• [Quoted text]
_____

This may not be just a problem with the chip breaker. You are spot on with how to flatten the chip breaker, Vince. A flat surface and sandpaper. The goal is to get even pressure across the top of the plane iron. NO GAPS...they just suck in the chips. Keep the front of the chip breaker as close as possible to the front of the iron. Just don't change the contact angle on the bottom of the chip breaker...it has to keep the same geometry.

One of the biggest culprits that I have found is trying to take too big of a bite with the iron. The chips should be whisper thin. It they are thick and chunky, then back the iron off. All you are doing is digging in and the chip breaker won't help, and do what it is designed to do. If you can't get there by adjusting the iron in/out, then the frog needs to be tweaked so you can.

Often the iron is too close to the front of the throat opening. The chip jams between the iron and the throat and doesn't break off. First thing to blame...the chip breaker, which is wrong! The chip isn't getting to the breaker it is jamming in the throat.

Everyone seems to want to blame the chip breaker first...not always the case. 

Once you get the geometry correct you have it made...if your iron is truly sharp.

The #605's are very good planes. They were the lynch pins of the trade schools and probably the most common of the Bedrock series. If you find a #605-1/2 snag it...they are fairly rare but use a non-standard iron if I recall correctly.


----------



## woodknots (Mar 7, 2012)

Bill, well said - much more eloquent than I was. Bottom line, like you said, is "NO GAPS".

When I plane, I pull the iron all the way back so that it is not actually planing. I then advance the iron a bit at a time, until I get whisper thin shavings. Anyway, that's how my dad taught me.
As with everything I do, I take things slow. Once I start to take a shaving, I feel for grain and make sure that I'm planing with the grain. Additionally, I have always skewed the plane so that it isn't going straight down the board.


----------



## TwoSkies57 (Feb 23, 2009)

Now you boys got it!!!


----------



## schnewj (Nov 18, 2013)

vchiarelli said:


> Bill, well said - much more eloquent than I was. Bottom line, like you said, is "NO GAPS".
> 
> When I plane, I pull the iron all the way back so that it is not actually planing. I then advance the iron a bit at a time, until I get whisper thin shavings. Anyway, that's how my dad taught me.
> As with everything I do, I take things slow. Once I start to take a shaving, I feel for grain and make sure that I'm planing with the grain. Additionally, I have always skewed the plane so that it isn't going straight down the board.


Good point on the grain direction! Most folks don't realize it make a great difference which direction you plane. Go against the grain and it WILL dig in.


----------



## Stick486 (Jan 4, 2013)

well said Bill and Vince....


----------



## TwoSkies57 (Feb 23, 2009)

_____

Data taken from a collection

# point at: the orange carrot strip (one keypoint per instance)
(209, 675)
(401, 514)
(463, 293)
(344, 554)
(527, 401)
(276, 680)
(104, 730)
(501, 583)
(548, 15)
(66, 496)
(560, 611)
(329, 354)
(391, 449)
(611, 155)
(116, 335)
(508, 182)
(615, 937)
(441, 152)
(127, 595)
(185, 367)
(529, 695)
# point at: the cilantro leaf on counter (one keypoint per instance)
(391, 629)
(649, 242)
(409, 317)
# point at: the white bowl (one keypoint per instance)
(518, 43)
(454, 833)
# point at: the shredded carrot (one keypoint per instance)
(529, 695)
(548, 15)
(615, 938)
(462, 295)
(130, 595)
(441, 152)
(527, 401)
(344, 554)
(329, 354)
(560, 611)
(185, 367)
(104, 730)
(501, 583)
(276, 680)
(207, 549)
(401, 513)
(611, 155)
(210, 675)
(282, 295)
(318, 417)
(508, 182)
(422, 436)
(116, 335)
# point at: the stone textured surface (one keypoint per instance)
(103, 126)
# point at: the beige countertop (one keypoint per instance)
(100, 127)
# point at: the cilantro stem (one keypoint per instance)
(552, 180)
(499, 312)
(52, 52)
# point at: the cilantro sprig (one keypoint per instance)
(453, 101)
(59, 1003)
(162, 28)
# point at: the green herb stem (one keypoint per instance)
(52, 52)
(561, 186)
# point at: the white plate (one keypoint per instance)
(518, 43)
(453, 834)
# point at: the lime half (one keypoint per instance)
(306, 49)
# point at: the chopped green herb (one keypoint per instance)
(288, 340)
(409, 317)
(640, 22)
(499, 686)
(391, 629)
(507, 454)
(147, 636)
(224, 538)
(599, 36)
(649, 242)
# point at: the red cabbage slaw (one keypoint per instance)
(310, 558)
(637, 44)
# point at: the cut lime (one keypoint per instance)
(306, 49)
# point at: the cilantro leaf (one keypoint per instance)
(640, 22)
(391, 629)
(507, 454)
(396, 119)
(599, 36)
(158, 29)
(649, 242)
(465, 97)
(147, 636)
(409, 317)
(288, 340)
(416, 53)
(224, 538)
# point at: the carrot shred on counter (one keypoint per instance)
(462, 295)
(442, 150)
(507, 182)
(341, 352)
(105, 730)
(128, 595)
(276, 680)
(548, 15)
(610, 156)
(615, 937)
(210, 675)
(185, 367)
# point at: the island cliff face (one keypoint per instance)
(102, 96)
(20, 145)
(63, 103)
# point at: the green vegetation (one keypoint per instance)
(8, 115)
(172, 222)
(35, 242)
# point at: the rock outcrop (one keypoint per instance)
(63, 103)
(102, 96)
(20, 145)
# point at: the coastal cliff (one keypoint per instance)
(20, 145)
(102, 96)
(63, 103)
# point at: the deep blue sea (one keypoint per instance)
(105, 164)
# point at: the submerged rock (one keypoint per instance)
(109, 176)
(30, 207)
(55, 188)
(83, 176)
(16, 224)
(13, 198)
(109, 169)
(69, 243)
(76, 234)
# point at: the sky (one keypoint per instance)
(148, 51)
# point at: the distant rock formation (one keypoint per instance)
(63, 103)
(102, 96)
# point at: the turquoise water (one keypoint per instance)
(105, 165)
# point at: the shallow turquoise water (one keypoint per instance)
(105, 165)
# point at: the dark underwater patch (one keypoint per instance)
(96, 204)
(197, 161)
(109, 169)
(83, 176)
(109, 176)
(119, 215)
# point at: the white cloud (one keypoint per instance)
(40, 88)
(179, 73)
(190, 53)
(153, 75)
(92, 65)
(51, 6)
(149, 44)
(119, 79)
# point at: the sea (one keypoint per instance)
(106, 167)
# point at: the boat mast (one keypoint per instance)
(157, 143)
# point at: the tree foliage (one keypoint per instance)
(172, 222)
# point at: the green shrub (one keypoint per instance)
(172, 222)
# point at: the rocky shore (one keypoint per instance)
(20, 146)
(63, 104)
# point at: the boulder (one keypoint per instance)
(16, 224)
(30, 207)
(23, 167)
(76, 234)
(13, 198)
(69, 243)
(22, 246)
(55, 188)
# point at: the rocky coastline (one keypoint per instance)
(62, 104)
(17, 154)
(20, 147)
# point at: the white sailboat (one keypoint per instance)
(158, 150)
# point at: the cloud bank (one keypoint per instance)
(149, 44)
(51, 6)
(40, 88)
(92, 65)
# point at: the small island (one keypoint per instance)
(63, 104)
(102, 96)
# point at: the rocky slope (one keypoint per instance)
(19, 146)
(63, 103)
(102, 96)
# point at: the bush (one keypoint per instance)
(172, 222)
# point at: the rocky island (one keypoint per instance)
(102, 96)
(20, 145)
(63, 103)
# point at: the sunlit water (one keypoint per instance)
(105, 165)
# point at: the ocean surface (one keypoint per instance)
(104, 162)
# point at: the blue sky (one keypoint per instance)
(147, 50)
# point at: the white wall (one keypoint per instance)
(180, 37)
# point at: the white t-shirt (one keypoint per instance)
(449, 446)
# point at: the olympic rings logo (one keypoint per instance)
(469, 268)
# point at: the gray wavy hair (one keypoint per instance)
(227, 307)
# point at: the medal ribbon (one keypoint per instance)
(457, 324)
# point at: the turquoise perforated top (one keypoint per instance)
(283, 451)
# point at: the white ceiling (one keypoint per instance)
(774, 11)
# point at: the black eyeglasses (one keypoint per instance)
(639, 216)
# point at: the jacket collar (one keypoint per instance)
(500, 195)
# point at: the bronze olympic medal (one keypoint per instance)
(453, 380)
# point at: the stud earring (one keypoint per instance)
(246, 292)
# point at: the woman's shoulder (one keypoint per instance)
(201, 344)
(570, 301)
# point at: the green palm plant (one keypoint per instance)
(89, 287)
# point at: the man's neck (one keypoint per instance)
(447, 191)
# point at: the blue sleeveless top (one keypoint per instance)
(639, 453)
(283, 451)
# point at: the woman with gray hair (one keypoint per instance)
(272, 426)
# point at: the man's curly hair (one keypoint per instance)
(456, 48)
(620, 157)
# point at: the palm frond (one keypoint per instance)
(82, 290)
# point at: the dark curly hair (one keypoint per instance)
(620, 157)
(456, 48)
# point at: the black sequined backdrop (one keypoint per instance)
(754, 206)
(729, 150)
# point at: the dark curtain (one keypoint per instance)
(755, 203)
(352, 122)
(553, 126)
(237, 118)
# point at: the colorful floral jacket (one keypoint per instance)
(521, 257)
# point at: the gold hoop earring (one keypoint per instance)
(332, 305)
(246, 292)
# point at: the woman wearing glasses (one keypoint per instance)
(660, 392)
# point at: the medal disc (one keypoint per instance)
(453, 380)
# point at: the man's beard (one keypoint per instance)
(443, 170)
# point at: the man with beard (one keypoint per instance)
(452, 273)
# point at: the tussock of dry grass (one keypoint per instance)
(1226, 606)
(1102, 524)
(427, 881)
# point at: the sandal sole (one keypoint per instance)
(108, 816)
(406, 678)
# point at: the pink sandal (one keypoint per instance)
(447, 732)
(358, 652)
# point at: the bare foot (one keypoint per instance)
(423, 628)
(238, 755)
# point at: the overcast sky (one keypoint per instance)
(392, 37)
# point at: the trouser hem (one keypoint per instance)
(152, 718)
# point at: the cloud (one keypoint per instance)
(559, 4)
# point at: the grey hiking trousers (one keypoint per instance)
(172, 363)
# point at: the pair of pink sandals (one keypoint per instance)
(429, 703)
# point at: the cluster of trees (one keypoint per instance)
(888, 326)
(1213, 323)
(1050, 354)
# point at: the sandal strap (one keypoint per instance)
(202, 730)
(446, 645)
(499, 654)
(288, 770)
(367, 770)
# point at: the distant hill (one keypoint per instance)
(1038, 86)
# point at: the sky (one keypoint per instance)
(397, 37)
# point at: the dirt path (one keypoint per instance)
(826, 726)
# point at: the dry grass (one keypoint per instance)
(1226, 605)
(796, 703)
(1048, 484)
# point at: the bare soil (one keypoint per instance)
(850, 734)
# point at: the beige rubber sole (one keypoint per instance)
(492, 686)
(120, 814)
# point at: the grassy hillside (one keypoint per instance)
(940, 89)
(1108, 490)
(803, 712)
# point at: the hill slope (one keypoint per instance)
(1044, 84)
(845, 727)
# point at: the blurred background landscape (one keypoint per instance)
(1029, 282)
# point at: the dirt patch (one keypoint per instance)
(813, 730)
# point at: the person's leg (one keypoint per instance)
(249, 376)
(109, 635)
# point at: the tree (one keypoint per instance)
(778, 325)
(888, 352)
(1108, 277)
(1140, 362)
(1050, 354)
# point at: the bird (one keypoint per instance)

_____

• [Task instructions]
(A) In the forum thread, what role did the #605's play in the trade schools?
(B) Write out the forum thread from "Everyone seems to" up to and including "I recall correctly.", swapping "geometry" for "shape".
Rely on the forum thread alone.

• [Solutions to the tasks]
(A) They were the lynch pins of the trade schools.

(B)
Everyone seems to want to blame the chip breaker first...not always the case. 

Once you get the shape correct you have it made...if your iron is truly sharp.

The #605's are very good planes. They were the lynch pins of the trade schools and probably the most common of the Bedrock series. If you find a #605-1/2 snag it...they are fairly rare but use a non-standard iron if I recall correctly.